= Goal =
Please write out the durian and Tolstoy text word for word, from "The following morning" up to and including "birds that morning.".

Durian & Tolstoy go very well together

October 20, 2013

“Long before I discovered my fortune. I turned the wheel of life as a humble farmer – I didn’t have any electricity or water. I lived all alone in an open tent. On clear starry nights I would sleep beneath the stars. When it rained, I made the best of a leaky tent.

All I had was a couple of hours of battery time which I looked forward too very much everyday – I used it mainly to listen to the BBC world service. Even then it had to be rationed very carefully. I learnt to live with very little. It was a very hard life. But I was happy.

As for food, since I lived faraway from civilization. I lived mainly on tin food. Eventually I learnt to live off the land with the help of the tribesmen who taught me the secret art of invisibility along with how to hunt – for some strange reason, they regarded me as A-Mak (The albino Monitor Lizard) – the mythical being that their shaman prophecied would come to these parts every generation and protect them.

Life was very hard in those early years. But I was happy. I remember clear days when the sun was warm and a cool breeze always blew. And I remembered having an innocence in the way I saw the world.

I especially have fond memories of eating durians and reading. Alot of durians. And of course Tolstoy.

Then one night they came for me – they poured petrol over my dogs set them alight. They told me the same would happen to me, if I did not pack up and leave.

The following morning when I woke up. I looked into the mirror. And I saw a very hard man staring back at me – I recognized him, he’s the man who I’ve tried to run away from all my life. Someone who I thought was long dead had suddenly reappeared before me from the terrible past.

The man in the mirror wore an evil grin. He was not afraid of those thugs. Not at all. Coming to think of it, he’s not afraid of anyone at all. He was smiling at me or maybe he was sneering – it’s hard to tell with him – then he told me to put myself together. As I had begun packing up my bags. He went on to tell in a grave tone as he looked upwards at the birds that morning.

= Stored rows =
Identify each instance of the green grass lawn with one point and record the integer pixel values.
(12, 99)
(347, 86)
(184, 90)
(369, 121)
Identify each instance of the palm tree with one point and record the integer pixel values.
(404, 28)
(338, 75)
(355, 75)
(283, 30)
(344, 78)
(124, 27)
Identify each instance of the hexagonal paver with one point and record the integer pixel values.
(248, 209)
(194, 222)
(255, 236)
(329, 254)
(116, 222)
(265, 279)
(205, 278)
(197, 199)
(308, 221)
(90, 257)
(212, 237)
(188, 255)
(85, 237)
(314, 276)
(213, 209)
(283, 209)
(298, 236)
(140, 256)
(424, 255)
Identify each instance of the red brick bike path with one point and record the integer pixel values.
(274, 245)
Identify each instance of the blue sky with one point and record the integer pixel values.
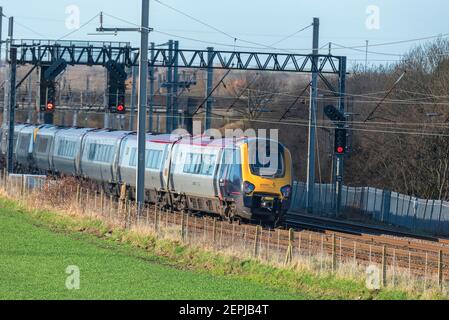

= Written solution =
The following morning when I woke up. I looked into the mirror. And I saw a very hard man staring back at me – I recognized him, he’s the man who I’ve tried to run away from all my life. Someone who I thought was long dead had suddenly reappeared before me from the terrible past.

The man in the mirror wore an evil grin. He was not afraid of those thugs. Not at all. Coming to think of it, he’s not afraid of anyone at all. He was smiling at me or maybe he was sneering – it’s hard to tell with him – then he told me to put myself together. As I had begun packing up my bags. He went on to tell in a grave tone as he looked upwards at the birds that morning.